SUPPLIED MATERIAL:
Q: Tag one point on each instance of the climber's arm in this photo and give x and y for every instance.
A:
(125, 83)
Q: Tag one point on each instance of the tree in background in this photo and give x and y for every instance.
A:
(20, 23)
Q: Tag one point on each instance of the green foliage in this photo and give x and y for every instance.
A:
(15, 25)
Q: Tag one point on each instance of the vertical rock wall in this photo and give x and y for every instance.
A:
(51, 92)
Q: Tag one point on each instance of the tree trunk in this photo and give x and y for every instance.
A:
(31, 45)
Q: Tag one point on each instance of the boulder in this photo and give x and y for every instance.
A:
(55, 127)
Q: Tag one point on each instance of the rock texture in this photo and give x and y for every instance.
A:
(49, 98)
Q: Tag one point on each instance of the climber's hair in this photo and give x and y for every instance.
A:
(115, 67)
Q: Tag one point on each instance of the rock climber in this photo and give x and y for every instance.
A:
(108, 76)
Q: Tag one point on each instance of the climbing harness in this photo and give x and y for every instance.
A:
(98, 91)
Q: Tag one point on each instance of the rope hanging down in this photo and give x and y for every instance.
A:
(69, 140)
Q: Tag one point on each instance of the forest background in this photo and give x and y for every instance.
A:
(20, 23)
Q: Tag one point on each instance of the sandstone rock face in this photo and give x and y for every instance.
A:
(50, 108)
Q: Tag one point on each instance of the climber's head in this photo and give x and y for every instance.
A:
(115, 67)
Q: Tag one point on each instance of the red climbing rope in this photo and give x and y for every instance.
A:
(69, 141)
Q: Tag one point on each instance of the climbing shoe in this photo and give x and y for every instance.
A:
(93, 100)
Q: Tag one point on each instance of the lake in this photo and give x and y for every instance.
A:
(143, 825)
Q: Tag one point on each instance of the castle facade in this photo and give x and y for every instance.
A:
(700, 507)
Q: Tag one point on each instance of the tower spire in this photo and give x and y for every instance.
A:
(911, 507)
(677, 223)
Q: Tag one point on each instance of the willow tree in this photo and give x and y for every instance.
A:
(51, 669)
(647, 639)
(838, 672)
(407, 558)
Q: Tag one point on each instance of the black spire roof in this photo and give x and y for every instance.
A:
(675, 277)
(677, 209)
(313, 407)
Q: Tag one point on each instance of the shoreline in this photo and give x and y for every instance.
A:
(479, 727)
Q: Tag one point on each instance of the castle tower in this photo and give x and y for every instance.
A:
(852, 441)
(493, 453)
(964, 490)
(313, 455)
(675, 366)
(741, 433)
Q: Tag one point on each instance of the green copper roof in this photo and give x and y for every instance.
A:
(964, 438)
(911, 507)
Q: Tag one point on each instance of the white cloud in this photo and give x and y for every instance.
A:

WRITTEN PROBLEM:
Copy all of the records above word for word, keeping every line.

TASK SOLUTION:
Q: Tag one point on each instance of the climber's arm in this photo and give x and y for every instance.
A:
(125, 83)
Q: Tag one point on each instance of the tree in background in this photo and give x and y for every instance.
A:
(20, 23)
Q: Tag one point on each instance of the green foliage in this photo and give x and y for every instance.
A:
(15, 25)
Q: Tag one point on each instance of the vertical rock wall in this photo and give x and y for every instance.
A:
(51, 92)
Q: Tag one point on each instance of the tree trunk in this photo and give x and y for every instance.
A:
(31, 45)
Q: Tag one point on each instance of the boulder in this photo and give x and y for every instance.
A:
(55, 127)
Q: Tag one point on each instance of the rock texture in this photo and give x and y for every instance.
A:
(49, 98)
Q: Tag one point on each instance of the climber's hair in this photo and give x and y for every instance.
A:
(115, 67)
Q: Tag one point on each instance of the rock climber in this photo and give x and y for every instance.
A:
(108, 76)
Q: Tag one point on each instance of the climbing harness in this photo and give x and y for every instance.
A:
(98, 91)
Q: Tag one point on each instance of the rope hanging down in this photo and give x and y for every instance.
A:
(69, 140)
Q: Tag one point on each instance of the forest background in this photo and give x and y for every instance.
A:
(20, 23)
Q: Tag one point on each instance of the sandstone rock face in this photo and give x and y for every instance.
A:
(50, 108)
Q: Tag one point on each instance of the climber's head in this photo and give x and y for every instance.
A:
(115, 67)
Q: Tag one point on each instance of the red climbing rope in this photo and give x and y for every instance.
A:
(69, 141)
Q: Tag one point on each instance of the climbing shoe in this photo and give x and y for every instance.
A:
(93, 100)
Q: Tag one point on each instance of the lake in this photo and give x and y for every instance.
A:
(143, 825)
Q: Tag one point on each instance of the castle facade in this photo and give x and y for every instance.
A:
(700, 507)
Q: Tag one point on each instance of the tower spire in this photo and give x and y for every instance.
A:
(911, 507)
(677, 223)
Q: Tag one point on each instance of the willow tree in this photo and give x and y for every instance.
A:
(51, 669)
(647, 639)
(838, 672)
(407, 558)
Q: Tag one point on each instance of the black spire roof in this photo and give x and y for every instance.
A:
(675, 277)
(677, 209)
(313, 407)
Q: Tag one point on each instance of the shoreline in this photo and give x and y for every instance.
A:
(479, 727)
Q: Tag one point on each instance of the castle tower in this photo and give x and y for every instance.
A:
(852, 441)
(493, 453)
(964, 490)
(313, 455)
(675, 366)
(741, 433)
Q: Tag one point on each instance of the green copper roof in this photo and give x and y for every instance.
A:
(964, 438)
(911, 507)
Q: Tag one point on each instance of the white cloud in this photo and give x and y for every instance.
A:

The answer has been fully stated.